> DOCUMENT EXTRACT:
*** Begin section ***

“I do not want to be counted as a survivor of sexual violence so I will keep fighting,” says Angela*, 14, from Ghana’s Eastern Region.
Angela has been living with her grandmother for seven years. She also lives with her uncle, three brothers and two other male tenants. Many nights her grandmother does not sleep at home, leaving her alone with six men. Since their parents’ divorce, Angela and her brothers rarely see their mother and never see their father.
Angela’s grandmother’s main source of income is her bar. Since schools have been closed due to the COVID-19 pandemic, Angela has overseen running the bar while her grandmother sells vegetables at a local market to earn extra money for the family.
Each day Angela serves soft and alcoholic drinks to around 50 men of a range of ages, putting her at risk of abuse. “Every day comes with its challenge,” says Angela. “Some men come in already drunk. When I am serving them, they touch my bum, breasts and thighs, and tell me I look very beautiful.
“One day a man told me I looked too beautiful to stay in my village. He said if I slept with him, he would take me to Accra and make me happy.
“I don’t like the way men touch me, but they say if I don’t let them, they will go to another bar to buy drinks. I don’t want them to leave but I also don’t want them to touch me.”
Angela reports these incidents to her grandmother whenever they happen. Her grandmother then visits the men to warn them to stop harassing Angela, but they rarely listen.
Angela says, “My grandmother knows it is illegal for someone of my age to run a bar but because schools have closed and we are always home, she has no option. She has to feed myself and my brothers and she is always complaining about having no money, so she has to go to the market to sell her vegetables to support what I earn from the bar.”
The time spent running the bar alongside school closures is having a detrimental effect on Angela’s education. She says, “Because the bar keeps me busy, I haven’t revised anything since schools closed. By the time my grandmother comes back from the market I am very tired.
“I have not heard of the distance learning on TV (rolled out by Ghana’s education service), but now I know, I wonder if I will get the time to watch.

*** End section ***

> Referring expression data based on photos:
*** Begin section ***

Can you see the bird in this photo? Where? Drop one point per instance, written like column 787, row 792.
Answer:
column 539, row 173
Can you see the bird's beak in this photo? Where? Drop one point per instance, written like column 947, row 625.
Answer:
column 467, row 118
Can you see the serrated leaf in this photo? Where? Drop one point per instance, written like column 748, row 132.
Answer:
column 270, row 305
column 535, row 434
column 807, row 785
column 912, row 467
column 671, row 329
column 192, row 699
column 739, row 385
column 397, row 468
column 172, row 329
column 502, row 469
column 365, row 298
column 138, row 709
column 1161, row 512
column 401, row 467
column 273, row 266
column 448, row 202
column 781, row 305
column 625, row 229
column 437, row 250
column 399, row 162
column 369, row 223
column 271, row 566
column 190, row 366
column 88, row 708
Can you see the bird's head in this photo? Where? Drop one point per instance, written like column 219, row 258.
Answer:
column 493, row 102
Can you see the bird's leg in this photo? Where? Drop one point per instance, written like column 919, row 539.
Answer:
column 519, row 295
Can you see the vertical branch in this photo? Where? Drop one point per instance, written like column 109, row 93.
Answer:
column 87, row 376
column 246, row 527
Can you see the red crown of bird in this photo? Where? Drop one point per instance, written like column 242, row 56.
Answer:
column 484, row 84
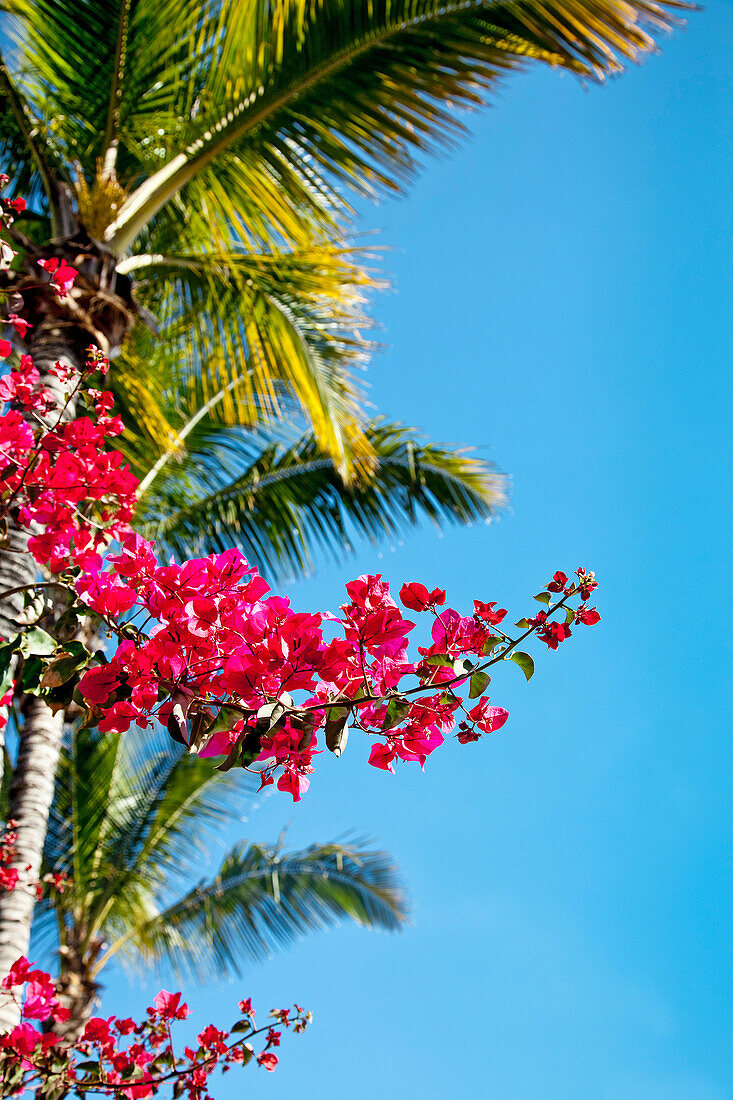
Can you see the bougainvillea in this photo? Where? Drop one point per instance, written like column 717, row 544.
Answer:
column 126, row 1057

*** End section ***

> WHAT THE TASK REQUIRES: Carry on the account of Angela, the 14-year-old in Ghana who runs her grandmother's bar, starting after its last sentence.

> SOLVED EXERCISE:
“I know if I am in school, no man can touch me in places I don’t like. I miss school, I don’t feel safe when I am alone”.
Angela has reported the behaviour of her male customers to Plan International’s community volunteers and the child protection committee in her community. They have taken up the matter and informed the police who have issued warnings to the men to stay away from Angela.
Angela says, “I am happy Mr. Mensah (a Plan International volunteer) and his team reported the matter to the police. I have Mr. Mensah’s number, so if they come to harass me, I will call him again.”
Plan International is working alongside the Ghanaian government to prevent, respond to and report violence against girls. This involves supporting and training groups of volunteers in communities who carry out tasks like referring at-risk children to the relevant local services, engaging in discussions with children and their caregivers so they are aware of issues facing them and potential solutions, identifying risks facing children, promoting children’s voices in their communities and identifying particularly vulnerable children.
During the COVID-19 pandemic the volunteers have also been helping to raise awareness about how to prevent the disease in their communities.
There are currently around 4,000 volunteers working to keep children safe across Ghana, including Peter from the Volta Region. He says, “I have found myself passionate about communicating with children with the most urgent needs”.